### Assigned task
Reproduce the LightRAG overview page in full, word for word.

Home
Login

LightRAG is a simple and fast Retrieval-Augmented Generation framework that supports multiple query modes and knowledge graph construction.

MITPython 17.7kHKUDSLightRAG Last Updated: 2025-06-23

LightRAG - Simple and Fast Retrieval-Augmented Generation Framework

Project Overview

LightRAG is a "Simple and Fast Retrieval-Augmented Generation" framework developed by the Department of Data Science at the University of Hong Kong (HKUDS). This project aims to provide developers with a complete RAG (Retrieval-Augmented Generation) solution, supporting document indexing, knowledge graph construction, and intelligent question answering.

### Given information

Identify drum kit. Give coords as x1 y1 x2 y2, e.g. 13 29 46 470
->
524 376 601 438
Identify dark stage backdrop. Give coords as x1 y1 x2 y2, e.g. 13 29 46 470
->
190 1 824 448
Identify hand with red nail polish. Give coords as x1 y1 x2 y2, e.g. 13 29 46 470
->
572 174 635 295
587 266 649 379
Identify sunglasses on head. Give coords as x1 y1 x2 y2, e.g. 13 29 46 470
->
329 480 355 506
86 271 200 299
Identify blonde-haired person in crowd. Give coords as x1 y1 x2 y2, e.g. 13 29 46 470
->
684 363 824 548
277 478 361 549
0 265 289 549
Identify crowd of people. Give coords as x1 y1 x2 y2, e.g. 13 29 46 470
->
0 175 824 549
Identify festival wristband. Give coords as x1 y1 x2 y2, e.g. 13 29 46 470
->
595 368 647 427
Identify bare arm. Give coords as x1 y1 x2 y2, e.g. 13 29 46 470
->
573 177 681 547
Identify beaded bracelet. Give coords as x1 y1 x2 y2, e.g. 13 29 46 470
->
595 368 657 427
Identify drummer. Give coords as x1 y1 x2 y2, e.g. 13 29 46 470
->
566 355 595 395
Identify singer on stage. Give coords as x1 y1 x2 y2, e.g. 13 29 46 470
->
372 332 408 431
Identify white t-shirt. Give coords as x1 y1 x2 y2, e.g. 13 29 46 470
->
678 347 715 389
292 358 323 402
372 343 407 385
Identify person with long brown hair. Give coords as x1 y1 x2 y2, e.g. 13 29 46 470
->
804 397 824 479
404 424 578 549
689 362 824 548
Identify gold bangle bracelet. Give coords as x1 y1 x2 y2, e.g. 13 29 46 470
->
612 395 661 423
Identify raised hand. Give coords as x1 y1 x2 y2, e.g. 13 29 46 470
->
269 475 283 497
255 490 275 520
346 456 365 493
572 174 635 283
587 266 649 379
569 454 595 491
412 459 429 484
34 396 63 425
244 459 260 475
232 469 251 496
...
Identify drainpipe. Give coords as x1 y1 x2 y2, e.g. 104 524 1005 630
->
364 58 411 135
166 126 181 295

### Result of the task
Home
Login

LightRAG is a simple and fast Retrieval-Augmented Generation framework that supports multiple query modes and knowledge graph construction.

MITPython 17.7kHKUDSLightRAG Last Updated: 2025-06-23

LightRAG - Simple and Fast Retrieval-Augmented Generation Framework

Project Overview

LightRAG is a "Simple and Fast Retrieval-Augmented Generation" framework developed by the Department of Data Science at the University of Hong Kong (HKUDS). This project aims to provide developers with a complete RAG (Retrieval-Augmented Generation) solution, supporting document indexing, knowledge graph construction, and intelligent question answering.